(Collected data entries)

╔══

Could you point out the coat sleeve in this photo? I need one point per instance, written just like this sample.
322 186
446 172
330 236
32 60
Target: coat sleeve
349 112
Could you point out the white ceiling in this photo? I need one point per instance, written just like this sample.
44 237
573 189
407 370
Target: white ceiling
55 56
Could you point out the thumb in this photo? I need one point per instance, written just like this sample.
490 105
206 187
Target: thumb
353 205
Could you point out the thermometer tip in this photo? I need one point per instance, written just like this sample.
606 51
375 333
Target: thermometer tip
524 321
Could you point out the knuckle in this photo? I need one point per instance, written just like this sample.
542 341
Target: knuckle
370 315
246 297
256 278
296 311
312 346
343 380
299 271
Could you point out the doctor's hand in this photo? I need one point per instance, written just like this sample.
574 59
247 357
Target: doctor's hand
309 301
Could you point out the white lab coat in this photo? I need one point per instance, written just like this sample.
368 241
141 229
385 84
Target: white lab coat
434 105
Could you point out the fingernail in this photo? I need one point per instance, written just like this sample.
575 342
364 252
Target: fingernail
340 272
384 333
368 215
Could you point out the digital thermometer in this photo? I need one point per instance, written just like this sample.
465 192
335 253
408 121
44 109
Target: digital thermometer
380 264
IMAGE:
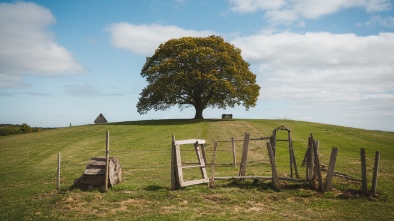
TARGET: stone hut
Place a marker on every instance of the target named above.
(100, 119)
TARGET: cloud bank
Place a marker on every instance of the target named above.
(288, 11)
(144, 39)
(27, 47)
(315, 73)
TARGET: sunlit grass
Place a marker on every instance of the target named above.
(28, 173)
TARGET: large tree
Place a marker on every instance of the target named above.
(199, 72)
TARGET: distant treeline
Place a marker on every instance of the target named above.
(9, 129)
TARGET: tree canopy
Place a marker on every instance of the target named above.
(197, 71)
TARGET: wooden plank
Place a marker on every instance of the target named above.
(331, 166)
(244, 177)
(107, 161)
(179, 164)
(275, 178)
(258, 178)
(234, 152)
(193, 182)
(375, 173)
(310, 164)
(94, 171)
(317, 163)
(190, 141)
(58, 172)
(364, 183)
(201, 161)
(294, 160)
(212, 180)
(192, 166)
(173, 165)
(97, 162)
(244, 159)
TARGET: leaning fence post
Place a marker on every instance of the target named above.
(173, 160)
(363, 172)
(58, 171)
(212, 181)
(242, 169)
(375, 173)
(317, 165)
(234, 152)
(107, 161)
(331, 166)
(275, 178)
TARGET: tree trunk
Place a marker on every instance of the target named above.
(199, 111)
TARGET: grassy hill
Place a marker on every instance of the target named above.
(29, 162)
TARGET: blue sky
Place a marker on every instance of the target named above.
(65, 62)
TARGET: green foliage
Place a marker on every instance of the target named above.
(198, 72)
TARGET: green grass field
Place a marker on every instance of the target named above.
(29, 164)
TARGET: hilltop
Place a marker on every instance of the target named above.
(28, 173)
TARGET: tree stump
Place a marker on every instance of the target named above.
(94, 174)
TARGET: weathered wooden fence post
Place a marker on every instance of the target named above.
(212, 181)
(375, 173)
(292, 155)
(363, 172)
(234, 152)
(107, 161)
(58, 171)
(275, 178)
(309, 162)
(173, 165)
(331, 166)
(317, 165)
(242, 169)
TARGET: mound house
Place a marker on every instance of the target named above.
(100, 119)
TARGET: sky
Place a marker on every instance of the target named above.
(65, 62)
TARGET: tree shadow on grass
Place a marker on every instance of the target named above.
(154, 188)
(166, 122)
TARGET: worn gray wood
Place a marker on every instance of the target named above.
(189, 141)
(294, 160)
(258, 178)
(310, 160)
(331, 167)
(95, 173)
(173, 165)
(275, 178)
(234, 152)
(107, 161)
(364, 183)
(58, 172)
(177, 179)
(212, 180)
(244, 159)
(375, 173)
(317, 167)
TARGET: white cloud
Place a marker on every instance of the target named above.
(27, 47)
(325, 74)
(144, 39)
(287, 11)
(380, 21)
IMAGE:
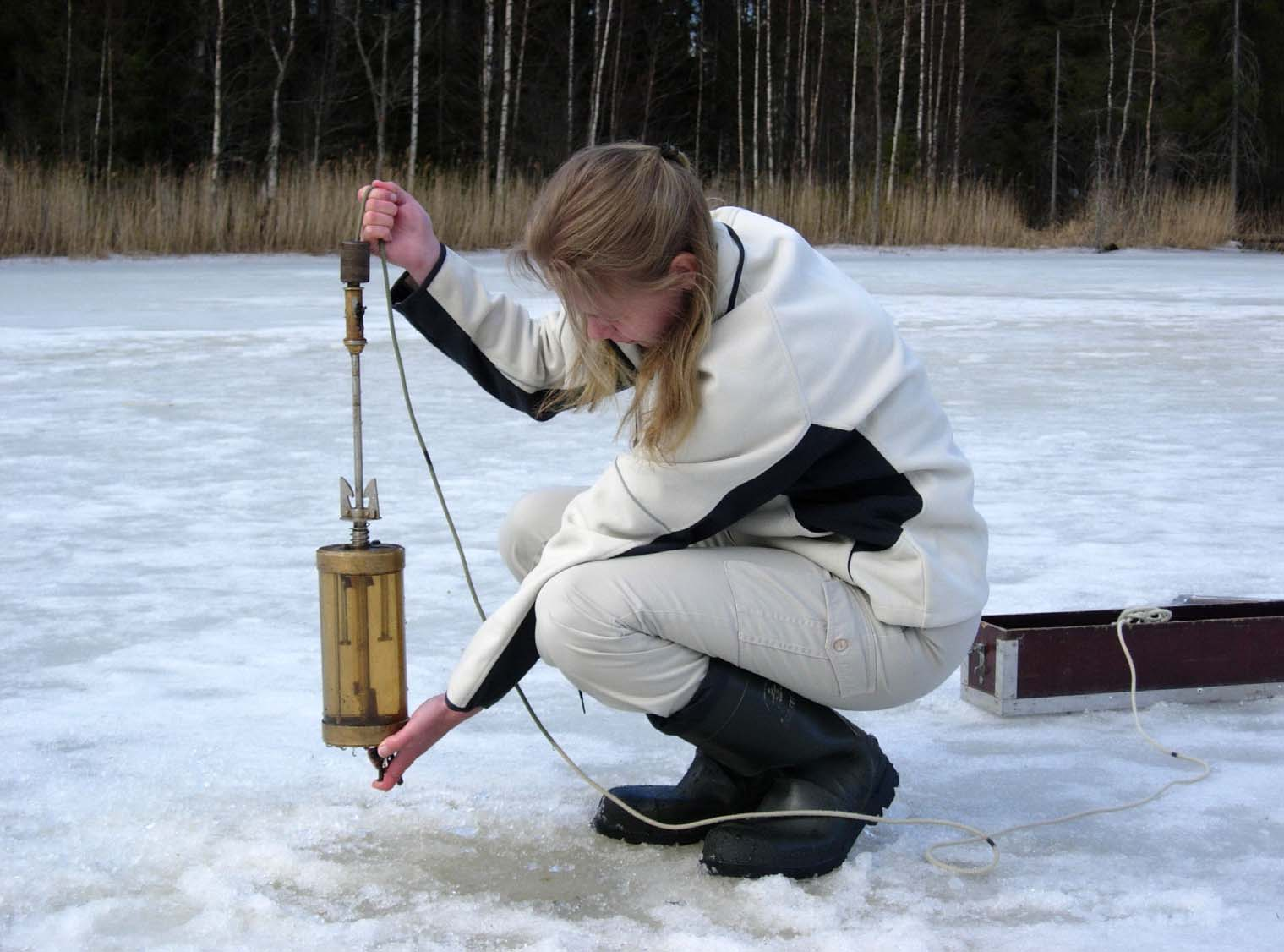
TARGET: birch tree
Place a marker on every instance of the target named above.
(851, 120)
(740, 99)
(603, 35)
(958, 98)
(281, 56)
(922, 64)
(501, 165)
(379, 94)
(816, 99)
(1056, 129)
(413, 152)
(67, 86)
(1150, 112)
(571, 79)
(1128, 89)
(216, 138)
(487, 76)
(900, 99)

╚══
╔══

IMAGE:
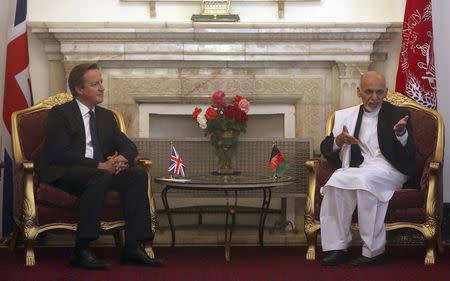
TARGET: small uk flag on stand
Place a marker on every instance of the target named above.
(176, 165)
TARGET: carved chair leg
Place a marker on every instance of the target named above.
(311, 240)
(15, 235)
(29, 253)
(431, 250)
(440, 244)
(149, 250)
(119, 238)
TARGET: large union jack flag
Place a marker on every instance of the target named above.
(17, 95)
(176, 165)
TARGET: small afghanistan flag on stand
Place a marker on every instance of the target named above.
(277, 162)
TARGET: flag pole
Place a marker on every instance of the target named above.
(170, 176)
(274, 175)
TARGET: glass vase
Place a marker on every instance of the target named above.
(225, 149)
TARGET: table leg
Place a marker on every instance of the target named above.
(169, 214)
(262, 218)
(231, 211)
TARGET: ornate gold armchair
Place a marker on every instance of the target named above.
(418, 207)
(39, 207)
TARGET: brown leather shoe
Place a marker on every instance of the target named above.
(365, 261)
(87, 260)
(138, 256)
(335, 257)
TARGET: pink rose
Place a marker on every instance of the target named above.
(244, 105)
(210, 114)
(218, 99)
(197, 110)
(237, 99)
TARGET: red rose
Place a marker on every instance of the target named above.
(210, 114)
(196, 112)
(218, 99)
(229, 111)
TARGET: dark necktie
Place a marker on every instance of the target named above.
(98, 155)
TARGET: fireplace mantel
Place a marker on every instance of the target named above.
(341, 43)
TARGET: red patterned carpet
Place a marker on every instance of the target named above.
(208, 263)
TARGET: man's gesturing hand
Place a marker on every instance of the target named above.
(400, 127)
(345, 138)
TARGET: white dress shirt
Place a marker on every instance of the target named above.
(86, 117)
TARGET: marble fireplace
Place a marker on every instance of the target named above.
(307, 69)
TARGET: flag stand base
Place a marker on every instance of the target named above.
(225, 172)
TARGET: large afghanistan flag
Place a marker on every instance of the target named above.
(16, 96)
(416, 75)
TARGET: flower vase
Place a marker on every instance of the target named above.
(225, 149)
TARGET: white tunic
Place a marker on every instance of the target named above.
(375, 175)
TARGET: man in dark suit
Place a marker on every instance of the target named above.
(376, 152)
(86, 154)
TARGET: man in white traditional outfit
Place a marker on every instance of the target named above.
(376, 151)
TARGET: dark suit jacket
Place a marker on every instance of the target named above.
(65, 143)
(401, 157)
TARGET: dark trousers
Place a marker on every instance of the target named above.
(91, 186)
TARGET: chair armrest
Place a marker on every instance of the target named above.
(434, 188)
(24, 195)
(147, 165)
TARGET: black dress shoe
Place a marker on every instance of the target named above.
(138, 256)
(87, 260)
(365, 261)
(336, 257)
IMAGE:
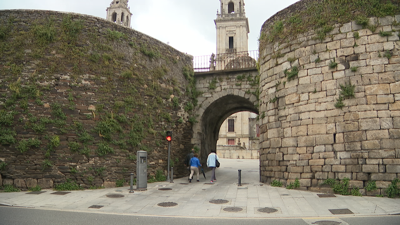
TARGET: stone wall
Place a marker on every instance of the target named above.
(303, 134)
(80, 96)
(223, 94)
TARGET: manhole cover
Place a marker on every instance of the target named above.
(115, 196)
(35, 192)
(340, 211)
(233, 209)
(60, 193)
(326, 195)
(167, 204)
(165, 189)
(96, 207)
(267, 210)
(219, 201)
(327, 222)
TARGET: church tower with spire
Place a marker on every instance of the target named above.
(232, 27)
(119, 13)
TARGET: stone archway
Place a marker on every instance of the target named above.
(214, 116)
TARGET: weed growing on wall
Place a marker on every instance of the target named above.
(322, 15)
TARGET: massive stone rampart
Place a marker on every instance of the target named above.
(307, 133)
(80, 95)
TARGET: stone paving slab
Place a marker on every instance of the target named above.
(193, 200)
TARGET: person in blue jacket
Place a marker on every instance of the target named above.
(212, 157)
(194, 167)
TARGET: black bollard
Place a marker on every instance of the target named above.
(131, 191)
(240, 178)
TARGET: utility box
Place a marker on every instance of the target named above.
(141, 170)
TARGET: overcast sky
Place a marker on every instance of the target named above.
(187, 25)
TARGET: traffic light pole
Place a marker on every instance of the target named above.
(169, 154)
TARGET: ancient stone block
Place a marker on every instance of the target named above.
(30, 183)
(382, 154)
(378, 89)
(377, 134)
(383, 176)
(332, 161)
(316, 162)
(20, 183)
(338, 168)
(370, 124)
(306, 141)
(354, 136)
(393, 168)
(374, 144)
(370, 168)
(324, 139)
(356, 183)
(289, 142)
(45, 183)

╚══
╔══

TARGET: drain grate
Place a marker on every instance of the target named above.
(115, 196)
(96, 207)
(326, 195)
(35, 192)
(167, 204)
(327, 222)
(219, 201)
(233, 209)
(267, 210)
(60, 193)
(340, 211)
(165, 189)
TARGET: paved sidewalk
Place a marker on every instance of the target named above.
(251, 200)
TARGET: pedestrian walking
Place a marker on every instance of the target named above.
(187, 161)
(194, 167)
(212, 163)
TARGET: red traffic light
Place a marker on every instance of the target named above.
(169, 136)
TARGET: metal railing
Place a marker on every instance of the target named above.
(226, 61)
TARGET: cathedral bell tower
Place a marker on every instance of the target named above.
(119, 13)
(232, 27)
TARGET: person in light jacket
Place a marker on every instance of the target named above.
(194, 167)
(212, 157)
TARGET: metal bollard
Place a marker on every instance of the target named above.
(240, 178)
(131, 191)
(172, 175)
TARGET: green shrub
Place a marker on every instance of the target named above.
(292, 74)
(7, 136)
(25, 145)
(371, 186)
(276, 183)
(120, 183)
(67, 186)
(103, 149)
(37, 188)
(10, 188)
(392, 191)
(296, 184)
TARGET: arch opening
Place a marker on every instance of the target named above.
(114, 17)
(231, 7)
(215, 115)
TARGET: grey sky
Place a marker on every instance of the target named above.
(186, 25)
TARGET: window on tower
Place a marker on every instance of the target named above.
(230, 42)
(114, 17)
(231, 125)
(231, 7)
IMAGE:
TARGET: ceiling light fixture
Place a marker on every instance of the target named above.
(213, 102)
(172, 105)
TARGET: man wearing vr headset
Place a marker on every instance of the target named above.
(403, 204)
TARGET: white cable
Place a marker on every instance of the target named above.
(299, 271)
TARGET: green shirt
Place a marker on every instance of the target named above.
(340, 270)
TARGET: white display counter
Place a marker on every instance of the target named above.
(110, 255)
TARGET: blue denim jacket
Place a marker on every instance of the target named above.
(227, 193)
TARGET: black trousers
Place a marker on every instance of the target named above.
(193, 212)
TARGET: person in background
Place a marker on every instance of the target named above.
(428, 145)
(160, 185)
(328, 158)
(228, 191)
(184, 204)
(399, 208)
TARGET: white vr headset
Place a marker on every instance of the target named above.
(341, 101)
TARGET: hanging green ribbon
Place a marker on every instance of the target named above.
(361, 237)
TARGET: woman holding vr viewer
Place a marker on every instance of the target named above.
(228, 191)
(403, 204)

╚══

(EXERCISE DETAILS)
Output the lines above exactly, but only those between the line holding "TARGET: green shrub" and the line holding "TARGET: window on tower", inclusive.

(TASK OUTPUT)
TARGET: green shrub
Place a marker on every instance of the target named above.
(292, 74)
(7, 136)
(25, 145)
(371, 186)
(276, 183)
(120, 183)
(67, 186)
(103, 149)
(37, 188)
(10, 188)
(392, 191)
(296, 184)
TARGET: arch opening
Place a marker on every instance of the target named above.
(114, 17)
(231, 7)
(215, 115)
TARGET: grey sky
Place a marker on every instance of the target named above.
(186, 25)
TARGET: window on tower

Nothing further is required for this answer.